:: PASSAGE ::

Words can offer a beginning to change from defensiveness to openness and then to accountability. I move from problem solving into taking on my life with a sense of boundless gratitude and broadening awareness.

I can use words to change my perspective from problem solving to opportunity acceptance. Then onward into full gratitude and perhaps awakening into full accountability.

Watering the Weeds of Distraction

In my First-Second Degree of Illumination bubble, I work at awakening into full enlightenment. Sometimes I experience distraction from that goal. You know, the illusive finger of fate that points your attention and intention away from your present goal? Even when I accept that such distraction is of my own making, I still on occasion find myself “off track.”

Perhaps such derailments are the result of confusion over the relationship between attention and intention. Intention directs while attention connects. To accomplish a task, one must give attention to what fulfills the intention of that task.

For example – A firefighter controls the direction and flow of water shooting out the fire hose. His intention directs while his attention connects the water with the fire. When the fighter is distracted from his intention or attention, he ceases to be an effective firefighter in that instant.

Attention without intention ensures a future of distraction

Some distractions grab my attention for days – disrupting my intention from the enlightenment I seek. As I focus more attention on the distractions, I seem to get even more distracted as my world seems to darken. Now I begin to notice how people aren’t getting along with me and each other. I have to honk, shout and do hand gestures at all those insensitive and unconscious drivers on the road. I might catch a cold or feel “down” for a while – validating the truth of my sense of darkening.

Parasol Thinking

My need to attend to this one distracting thought overarches all other thoughts – like unfurling a gigantic parasol over the entire universe, turning day into night, blocking out the sunshine that once ruled. My attention to distractions has clouded my vision and I lose sight of my intention.

While I focus on what I don’t like – the distraction – the rest that I do like starves for my attention. “Energy flows where attention goes.” (Huna principle 3 – Makia)

And, Oh, the Weeds, the Weeds!

Could my distracted attention be “watering the weeds”? Perhaps.

:: DATA PROVIDED ::
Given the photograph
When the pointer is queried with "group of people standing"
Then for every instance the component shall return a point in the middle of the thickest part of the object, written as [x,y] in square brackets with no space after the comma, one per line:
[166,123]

:: DIRECTIVES ::
A. List the actions the passage on attention and distraction says the writer takes toward drivers on the road.
B. Pick up the passage on attention and distraction after its last sentence and continue it.
The lines above are separate material from the passage on attention and distraction.

:: PER-TASK OUTPUTS ::
A. honk, shout, do hand gestures

B.
Or –

Maybe there’s something useful in the negative, distracting thought. What if I’m doing distraction “on purpose?” Could what I don’t like – that which is holding my attention hostage – be the result of a hidden intention that can lead me to an awakening? What then, eh?

What then, indeed!

Perhaps when I’m faced with a compelling distraction, I might ask some [maybe useful] questions about my intention:

  • What am I avoiding with this distraction?
  • How am I avoiding it? (looking at behaviors and captive thoughts)
  • Why am I avoiding it? (looking at emotional payoffs)
  • Who am I as I take accountability for my thoughts?

Old Feeding on the New

Or, how I resist change in a world of change, feeding on the new to preserve the old.

All stories, even literal ones, are expressed in symbolic ideas. Aspects of me enjoy feeding on ideas. From the author of the story who feeds on sales royalties to readers who devour the author’s story, everyone

I have to have a story-line – it’s my justification for existence. That story is at the core of every thought I have, every choice I make. It is the bones, the structure of my reasoning. Perhaps that structure has to do with my truths – my values. Who I think I am.

In my First-Second Degree of Illumination, babies represent the favored food of most predators. Predators tend to prefer their food fresh, full of vitality and possibilities, and easier to procure. It’s a fact of the jungle.

Inside my head, ideas compete for my attention. Those I attend to grow and mature while those I ignore tend to die off. Ideas represent life as experiences within the story.

Instinctively, well-established, well-defended, and predatory older ideas tend to devour newer, younger ideas. Even when a new idea is given attention and approval, old ideas may still overwhelm (“eat”) it. It’s part of my defense of rightness program.

Old ideas tend to follow a process of defense. This looks a lot like politics, in which I appear to make changes while not making a change:

  1. Resist change at all cost;
  2. Failing that – a new idea comes up – I seek to repeal the change;
  3. If repeal fails – and a new idea begins to stick – I seek to incrementally change it to resemble the old thought;
  4. Failing that, the old hides behind the new, seeking to take credit, mingling the old with the new and calling it progressive.

Feeding on Ideas

I’m pretty much an indiscriminate feeder – preying on all sorts of ideas in the form of emotions – as long as my “food” pleases my palette and satisfies my needs.

In this manner, I retain order in the jungle of my mind.

Through emotional sensitivities, I feed my need to keep the old-guard in place – resistant to substantive change. Even when I perceive change, things soon revert to “stable” old ways.

All this keeps old beliefs safely in place – and my conscious awareness securely within the bubble.

And yet, feeding promotes ever more feeding… until it can’t. Then what happens?

What Drives My Causal Process?

Is need the universal causal element in my First and Second Degree Illumination bubble? How can I identify needs and bring understanding to my causal experience?

Sometimes it seems I’m going in circles, trying to figure out why I keep recreating the same conflicts resulting in the same need for resolution.

In my repetitive reality, I apply accepted patterns from the past to present process regardless of appropriateness. I run the same patterns of needs over and over, hoping for a different outcome, yet expecting only one.

I think, What comes from a thing is a reflection of what it came from. And what reflects comes more of the same.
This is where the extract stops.